→ **SET TASK**
Can you reproduce the entire listing below verbatim, keeping every line unchanged?

[Data entries]
* BEGIN *

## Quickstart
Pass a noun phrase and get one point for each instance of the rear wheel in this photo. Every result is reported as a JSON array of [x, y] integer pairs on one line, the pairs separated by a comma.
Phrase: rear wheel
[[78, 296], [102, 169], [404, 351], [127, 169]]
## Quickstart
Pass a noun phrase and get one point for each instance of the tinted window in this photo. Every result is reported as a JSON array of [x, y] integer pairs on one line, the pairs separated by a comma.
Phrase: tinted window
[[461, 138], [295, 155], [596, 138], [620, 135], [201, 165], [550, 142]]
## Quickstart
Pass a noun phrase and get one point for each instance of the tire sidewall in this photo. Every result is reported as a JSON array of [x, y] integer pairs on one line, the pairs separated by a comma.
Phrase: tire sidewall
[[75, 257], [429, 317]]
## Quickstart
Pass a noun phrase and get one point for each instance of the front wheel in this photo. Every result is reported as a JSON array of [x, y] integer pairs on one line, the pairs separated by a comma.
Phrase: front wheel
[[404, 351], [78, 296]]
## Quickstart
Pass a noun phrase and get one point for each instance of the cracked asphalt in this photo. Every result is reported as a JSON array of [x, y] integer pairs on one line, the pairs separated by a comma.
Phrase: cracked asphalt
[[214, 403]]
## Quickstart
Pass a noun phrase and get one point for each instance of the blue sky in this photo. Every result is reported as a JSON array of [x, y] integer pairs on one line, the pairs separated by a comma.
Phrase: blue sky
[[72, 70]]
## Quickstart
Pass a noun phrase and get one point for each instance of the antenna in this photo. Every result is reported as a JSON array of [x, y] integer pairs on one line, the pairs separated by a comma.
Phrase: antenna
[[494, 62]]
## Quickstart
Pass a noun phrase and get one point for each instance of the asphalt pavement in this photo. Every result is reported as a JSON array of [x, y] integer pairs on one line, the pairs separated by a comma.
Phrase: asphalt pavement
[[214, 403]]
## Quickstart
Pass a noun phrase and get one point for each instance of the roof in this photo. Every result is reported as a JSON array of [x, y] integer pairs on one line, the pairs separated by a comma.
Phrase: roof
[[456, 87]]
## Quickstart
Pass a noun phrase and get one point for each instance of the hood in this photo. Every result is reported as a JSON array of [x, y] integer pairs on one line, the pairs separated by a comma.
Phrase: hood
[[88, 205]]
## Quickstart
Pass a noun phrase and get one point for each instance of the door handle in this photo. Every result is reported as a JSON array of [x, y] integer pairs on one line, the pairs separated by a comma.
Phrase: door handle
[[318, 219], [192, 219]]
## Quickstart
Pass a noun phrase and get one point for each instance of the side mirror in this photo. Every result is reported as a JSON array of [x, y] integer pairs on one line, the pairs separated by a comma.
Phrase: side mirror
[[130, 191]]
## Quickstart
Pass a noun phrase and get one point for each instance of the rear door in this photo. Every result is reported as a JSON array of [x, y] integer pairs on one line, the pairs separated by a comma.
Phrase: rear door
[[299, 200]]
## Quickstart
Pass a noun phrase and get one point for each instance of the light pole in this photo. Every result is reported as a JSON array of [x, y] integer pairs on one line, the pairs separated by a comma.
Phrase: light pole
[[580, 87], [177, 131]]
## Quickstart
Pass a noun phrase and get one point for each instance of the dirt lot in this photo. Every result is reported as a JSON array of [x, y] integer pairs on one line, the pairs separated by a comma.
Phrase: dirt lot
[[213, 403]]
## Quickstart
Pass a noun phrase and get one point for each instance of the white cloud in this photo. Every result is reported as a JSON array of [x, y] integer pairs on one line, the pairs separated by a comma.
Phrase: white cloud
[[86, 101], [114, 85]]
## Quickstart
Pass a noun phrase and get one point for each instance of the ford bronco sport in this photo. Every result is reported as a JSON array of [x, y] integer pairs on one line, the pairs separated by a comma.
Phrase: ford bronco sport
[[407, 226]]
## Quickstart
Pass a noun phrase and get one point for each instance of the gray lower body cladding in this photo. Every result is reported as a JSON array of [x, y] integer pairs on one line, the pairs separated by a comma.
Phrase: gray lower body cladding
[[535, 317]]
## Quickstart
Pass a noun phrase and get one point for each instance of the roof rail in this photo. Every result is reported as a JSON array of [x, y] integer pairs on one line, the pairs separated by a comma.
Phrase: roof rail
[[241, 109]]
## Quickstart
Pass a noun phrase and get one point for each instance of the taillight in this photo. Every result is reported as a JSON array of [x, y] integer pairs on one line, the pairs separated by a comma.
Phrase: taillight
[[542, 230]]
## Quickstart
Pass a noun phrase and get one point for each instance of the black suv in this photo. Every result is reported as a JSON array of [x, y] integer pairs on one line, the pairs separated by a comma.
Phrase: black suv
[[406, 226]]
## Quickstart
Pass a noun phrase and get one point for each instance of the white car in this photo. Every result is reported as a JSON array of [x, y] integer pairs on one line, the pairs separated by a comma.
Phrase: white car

* END *

→ **RESULT OF THIS TASK**
## Quickstart
Pass a noun phrase and get one point for each instance of the rear wheel in this photo. Every result is reported as a JSON array of [x, y] integer pairs on one line, the pairs separated by a comma.
Phrase: rear wheel
[[78, 296], [102, 169], [404, 351], [127, 169]]
## Quickstart
Pass a noun phrase and get one point for each instance of the tinted window in this photo. Every result is reported as a JSON array of [x, y] integer pairs on one line, the pairs separated by a comma.
Phrase: tinted window
[[461, 138], [295, 155], [596, 138], [620, 135], [201, 165], [550, 142]]
## Quickstart
Pass a noun phrase and get one point for each instance of the tire sidewall in this photo. Every result is reported as a JSON array of [x, y] integer pairs on one line, the pairs separated by a comma.
Phrase: tire sidewall
[[75, 257], [429, 317]]
## Quickstart
Pass a noun phrase and get one point for each instance of the front wheel in this photo. Every result is reported as a JSON array of [x, y] integer pairs on one line, the pairs separated by a comma.
Phrase: front wheel
[[404, 351], [78, 296]]
## Quickstart
Pass a noun phrase and get one point for each instance of the cracked asphalt in this photo. Every result is reported as a JSON array of [x, y] integer pairs on one line, the pairs separated by a comma.
Phrase: cracked asphalt
[[214, 403]]
## Quickstart
Pass a noun phrase and get one point for each instance of the blue sky in this photo. Every result is reported as a JSON array of [x, y] integer pairs on one line, the pairs separated by a comma.
Phrase: blue sky
[[72, 70]]
## Quickstart
Pass a noun phrase and get one point for each instance of the antenna in this photo. Every result is reported as a JSON array of [x, y] integer pairs on one line, the pairs separated by a comma.
Phrase: antenna
[[494, 62]]
## Quickstart
Pass a noun phrase and get one point for each instance of the asphalt pavement in this photo. Every result is reported as a JSON array of [x, y] integer pairs on one line, the pairs separated by a comma.
Phrase: asphalt pavement
[[214, 403]]
## Quickstart
Pass a noun phrase and get one point for each instance of the roof in this photo. Every result is reported as a JSON array of [x, y] integer pairs on one line, the pairs separated by a comma.
Phrase: roof
[[456, 87]]
## Quickstart
Pass a noun phrase and get one point for each instance of the hood in this photo. Every result is reported as a JSON array of [x, y] integer pairs on one line, the pairs separated by a comma.
Phrase: hood
[[88, 205]]
## Quickstart
Pass a noun phrase and get one point for each instance of the door handle in this photo. Every result is reported as a JSON array of [x, y] integer pairs on one line, the pairs separated by a comma.
Phrase: door handle
[[318, 219], [192, 219]]
## Quickstart
Pass a noun phrase and get one point for each instance of the side mirror in this photo. Every result is reported as a JSON array of [x, y] integer pairs on one line, the pairs separated by a comma.
Phrase: side mirror
[[130, 191]]
## Quickstart
Pass a noun phrase and get one point for each instance of the rear door in this photo. Every result is reported as a JSON array of [x, y] integer pairs on one line, the pairs separated by a comma.
Phrase: rear door
[[299, 200]]
## Quickstart
Pass a noun phrase and get one point for each instance of the light pole in this photo. Every result is reported as a JSON array of [x, y] integer pairs on one line, the pairs separated by a comma.
Phrase: light pole
[[580, 87], [177, 131]]
## Quickstart
Pass a noun phrase and get one point for each instance of the dirt lot in this photo. Every result is reported as a JSON array of [x, y] integer pairs on one line, the pairs separated by a comma.
Phrase: dirt lot
[[213, 403]]
## Quickstart
Pass a noun phrase and get one point for each instance of the white cloud in this photo. Every result is reported as a JSON array of [x, y] integer pairs on one line, the pairs separated by a comma.
Phrase: white cloud
[[86, 101], [114, 85]]
## Quickstart
Pass a noun phrase and get one point for each instance of the ford bronco sport in this photo. Every result is reported as a JSON array of [x, y] integer pairs on one line, the pairs separated by a comma.
Phrase: ford bronco sport
[[407, 226]]
## Quickstart
Pass a noun phrase and get one point for each instance of the gray lower body cladding in this photo. Every result is reported as a JSON array of [x, y] integer pairs on one line, the pairs separated by a comma.
Phrase: gray lower body cladding
[[535, 317]]
## Quickstart
Pass a noun phrase and get one point for each instance of the roof rail in this photo. Every result is reported as a JSON array of [x, y] integer pairs on one line, the pairs separated by a comma.
Phrase: roof rail
[[241, 109]]
## Quickstart
Pass a noun phrase and get one point for each instance of the taillight in this photo. Every result is reported as a JSON array of [x, y] integer pairs on one line, the pairs separated by a comma.
Phrase: taillight
[[542, 230]]
## Quickstart
Pass a noun phrase and get one point for each instance of the black suv in this photo. Every result is reported as a JSON array of [x, y] integer pairs on one line, the pairs separated by a comma.
Phrase: black suv
[[406, 226]]
## Quickstart
Pass a noun phrase and get one point for each instance of the white car in this photo. Every result is reported as a JSON array of [x, y] integer pairs on one line, the pairs separated by a comma.
Phrase: white car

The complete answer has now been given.